:: Problems to solve ::
a: Reproduce part of the guide on composing permissions, word for word: start at the words "The request succeeds if" and stop after "is not present.".
b: Carry on with the guide on composing permissions in fastapi-has-permissions from the point where it stops, not the data that follows it.

:: Source passage ::
☆ ☆ ☆ ☆
One of the most powerful features of fastapi-has-permissions is the ability to compose permissions using boolean operators. This lets you build complex access control rules from simple building blocks.

Operators

Operator Type Description
& AND (AllPermissions) All permissions must pass
\| OR (AnyPermissions) At least one permission must pass
~ NOT (NotPermission) Inverts the result

AND -- All Must Pass

Use & to require that all permissions are satisfied:

from fastapi import Depends, FastAPI, Request

from fastapi_has_permissions import Permission


class HasAuthorizationHeader(Permission):
    async def check_permissions(self, request: Request) -> bool:
        return "Authorization" in request.headers


class HasAdminRole(Permission):
    async def check_permissions(self, request: Request) -> bool:
        return request.headers.get("role") == "admin"


app = FastAPI()


@app.get(
    "/admin",
    dependencies=[Depends(HasAuthorizationHeader() & HasAdminRole())],
)
async def admin_only():
    return {"message": "Authenticated admin access"}

The request must have both the Authorization header and role: admin header to succeed.

OR -- Any Must Pass

Use | to require that at least one permission is satisfied:

@app.get(
    "/flexible",
    dependencies=[Depends(HasAuthorizationHeader() | HasAdminRole())],
)
async def flexible():
    return {"message": "Access granted"}

The request succeeds if either the Authorization header is present or the role is admin.

NOT -- Invert

Use ~ to negate a permission:

@app.get(
    "/guests-only",
    dependencies=[Depends(~HasAuthorizationHeader())],
)
async def guests_only():
    return {"message": "Guest access only"}

The request succeeds only if the Authorization header is not present.

Applying ~ twice returns the original permission:

perm = HasAuthorizationHeader()
assert (~(~perm)).permission is perm  # double negation

Complex Compositions

You can combine operators to build sophisticated access rules:

@app.get(
    "/complex",
    dependencies=[
        Depends(
            (HasAuthorizationHeader() & HasAdminRole()) | ~HasAdminRole()
        ),
    ],
)
async def complex_route():
    return {"message": "Access granted"}

This means: allow access if the user is an authenticated admin, or if the user is not an admin at all (i.e., admins must be authenticated, but non-admins can pass freely).

PermissionWrapper

For frequently used permission compositions, you can create a named wrapper using PermissionWrapper:

from fastapi_has_permissions import Permission, PermissionWrapper


class IsStaff(Permission):
    async def check_permissions(self, request: Request) -> bool:
        return request.headers.get("role") == "staff"
☆ ☆ ☆ ☆
:: Supplied information ::
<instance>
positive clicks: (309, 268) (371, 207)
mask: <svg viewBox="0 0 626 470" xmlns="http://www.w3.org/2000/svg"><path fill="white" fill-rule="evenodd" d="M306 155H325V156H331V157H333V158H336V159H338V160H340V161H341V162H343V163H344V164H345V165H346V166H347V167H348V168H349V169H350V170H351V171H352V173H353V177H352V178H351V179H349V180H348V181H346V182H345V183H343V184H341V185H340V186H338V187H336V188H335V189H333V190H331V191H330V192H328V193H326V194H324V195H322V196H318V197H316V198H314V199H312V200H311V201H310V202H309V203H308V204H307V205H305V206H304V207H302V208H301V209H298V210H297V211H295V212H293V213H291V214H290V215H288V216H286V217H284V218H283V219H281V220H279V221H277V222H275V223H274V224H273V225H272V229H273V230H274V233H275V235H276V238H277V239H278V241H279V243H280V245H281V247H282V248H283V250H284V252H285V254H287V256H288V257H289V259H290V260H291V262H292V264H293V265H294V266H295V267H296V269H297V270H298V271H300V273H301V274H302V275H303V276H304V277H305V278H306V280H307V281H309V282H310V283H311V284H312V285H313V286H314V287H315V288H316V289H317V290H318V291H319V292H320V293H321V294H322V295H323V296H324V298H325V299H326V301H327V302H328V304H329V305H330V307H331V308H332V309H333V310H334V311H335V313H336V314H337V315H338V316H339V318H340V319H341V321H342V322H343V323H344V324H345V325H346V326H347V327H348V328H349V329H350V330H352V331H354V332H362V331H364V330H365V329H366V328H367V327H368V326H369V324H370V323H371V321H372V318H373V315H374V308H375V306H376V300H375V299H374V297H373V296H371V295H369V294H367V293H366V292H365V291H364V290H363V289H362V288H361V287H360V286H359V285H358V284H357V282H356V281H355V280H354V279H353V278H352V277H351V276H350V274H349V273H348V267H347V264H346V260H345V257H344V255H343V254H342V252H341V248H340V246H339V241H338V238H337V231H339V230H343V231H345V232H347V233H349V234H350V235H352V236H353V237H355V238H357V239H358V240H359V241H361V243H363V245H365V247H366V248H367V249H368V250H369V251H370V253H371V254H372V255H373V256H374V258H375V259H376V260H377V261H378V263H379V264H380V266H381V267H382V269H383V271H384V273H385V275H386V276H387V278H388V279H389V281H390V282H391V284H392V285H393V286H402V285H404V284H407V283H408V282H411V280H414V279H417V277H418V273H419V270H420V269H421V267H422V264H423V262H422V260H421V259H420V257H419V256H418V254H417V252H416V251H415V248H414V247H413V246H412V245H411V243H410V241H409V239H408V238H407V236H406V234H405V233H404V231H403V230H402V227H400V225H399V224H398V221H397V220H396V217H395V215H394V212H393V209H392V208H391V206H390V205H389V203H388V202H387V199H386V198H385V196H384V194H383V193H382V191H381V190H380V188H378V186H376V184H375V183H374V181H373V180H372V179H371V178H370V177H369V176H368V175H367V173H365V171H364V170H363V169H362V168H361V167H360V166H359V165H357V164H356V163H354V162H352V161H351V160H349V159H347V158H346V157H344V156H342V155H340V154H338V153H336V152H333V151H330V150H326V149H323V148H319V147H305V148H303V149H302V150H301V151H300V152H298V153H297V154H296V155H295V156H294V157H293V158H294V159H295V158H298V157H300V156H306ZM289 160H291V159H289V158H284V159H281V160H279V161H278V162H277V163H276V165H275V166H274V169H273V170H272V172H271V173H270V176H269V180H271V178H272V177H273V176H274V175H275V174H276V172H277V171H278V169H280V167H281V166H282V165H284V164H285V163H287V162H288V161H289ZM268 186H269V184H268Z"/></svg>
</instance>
☆ ☆ ☆ ☆
:: Expected outputs ::
a:
The request succeeds if either the Authorization header is present or the role is admin.

NOT -- Invert

Use ~ to negate a permission:

@app.get(
    "/guests-only",
    dependencies=[Depends(~HasAuthorizationHeader())],
)
async def guests_only():
    return {"message": "Guest access only"}

The request succeeds only if the Authorization header is not present.

b:
class HasServiceToken(Permission):
    async def check_permissions(self, request: Request) -> bool:
        return request.headers.get("x-service-token") == "secret-123"


class IsPrivilegedUser(PermissionWrapper):
    """Allows access for staff members or service tokens."""
    permission: Permission = IsStaff() | HasServiceToken()

Now you can use IsPrivilegedUser() as a single, reusable permission:

from fastapi import APIRouter, Depends

admin_router = APIRouter(
    prefix="/admin",
    dependencies=[Depends(IsPrivilegedUser())],
)


@admin_router.get("/dashboard")
async def dashboard():
    return {"message": "Admin dashboard"}

Tip

PermissionWrapper is useful for defining organizational permission policies as named classes. This improves readability and keeps your route definitions clean.

Chaining

When you chain multiple & or | operators, they are merged into a single AllPermissions or AnyPermissions instance rather than being nested:

# These are equivalent:
perm = A() & B() & C()
# Internally: AllPermissions([A(), B(), C()])
# Not: AllPermissions([AllPermissions([A(), B()]), C()])

This ensures efficient evaluation without unnecessary nesting.

Evaluation Order

  • AllPermissions (&): permissions are evaluated left-to-right. Evaluation stops at the first False.
  • AnyPermissions (|): permissions are evaluated left-to-right. Evaluation stops at the first True.

Warning

Unlike Python's built-in and/or, all dependencies for all permissions in the composition are resolved before evaluation begins. This is because FastAPI resolves dependencies at the DI level before the permission check runs.